Could you write out, word for word, only the lines from the one containing "Query: manicured grass" through the last line of the data below?

-------- Dataset

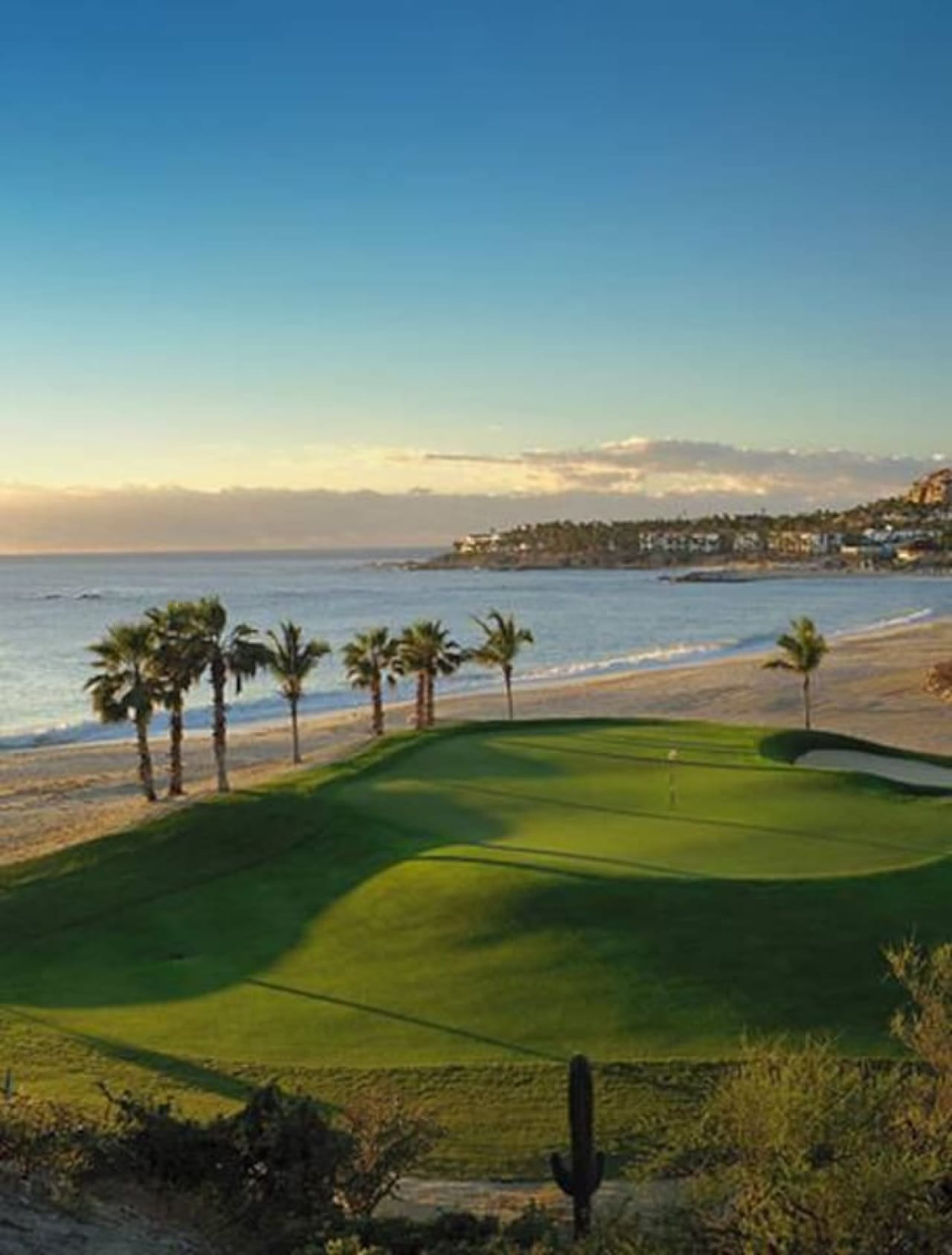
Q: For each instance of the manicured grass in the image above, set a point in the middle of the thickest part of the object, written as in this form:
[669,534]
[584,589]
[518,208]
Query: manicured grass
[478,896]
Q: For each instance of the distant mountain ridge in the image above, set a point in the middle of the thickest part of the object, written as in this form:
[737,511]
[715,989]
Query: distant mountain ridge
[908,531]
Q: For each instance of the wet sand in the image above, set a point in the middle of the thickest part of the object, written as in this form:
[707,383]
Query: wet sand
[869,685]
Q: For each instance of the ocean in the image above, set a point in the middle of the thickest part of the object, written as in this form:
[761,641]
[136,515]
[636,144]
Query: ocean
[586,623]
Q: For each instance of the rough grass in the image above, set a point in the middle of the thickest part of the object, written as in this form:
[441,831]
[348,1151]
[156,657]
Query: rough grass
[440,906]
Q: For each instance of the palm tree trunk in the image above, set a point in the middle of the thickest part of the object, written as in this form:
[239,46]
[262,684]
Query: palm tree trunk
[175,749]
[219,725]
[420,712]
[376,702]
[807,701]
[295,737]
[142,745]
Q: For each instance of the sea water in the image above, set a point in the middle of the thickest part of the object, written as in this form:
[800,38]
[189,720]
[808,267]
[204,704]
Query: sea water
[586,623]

----------------

**Written reply**:
Query: manicured grass
[478,896]
Q: For each instance of the distant mountain ridge in the image above, set a point in the middle of the thickest part of the object, written as in this form:
[737,511]
[715,989]
Query: distant mountain ridge
[908,531]
Q: For each instance of the wet sand in the image above, set a point in the middle of the thickest part of the object, written as in this form:
[707,383]
Query: wet sand
[869,685]
Q: For each instance of the ocean in the image above, set a point in the middle of the thickest part of the object, written as in this form:
[761,641]
[136,515]
[636,144]
Query: ocean
[586,623]
Q: For each instance of the rough grass in the image above, set a point in the middle of the thickest part of the object, written as in this form:
[441,831]
[348,1151]
[156,657]
Query: rough grass
[440,906]
Q: For each instance of the palm tree trunk in the image above, set a point in the middle of the thickest part of the object, written as in this form:
[239,46]
[262,684]
Query: palm tree trunk
[175,749]
[219,725]
[420,712]
[376,702]
[807,701]
[295,737]
[142,745]
Q: For each instance of the sea water in the image above, set a point in the middle of the thickest part of the object, written as in this form:
[800,38]
[189,720]
[808,267]
[204,704]
Query: sea water
[586,623]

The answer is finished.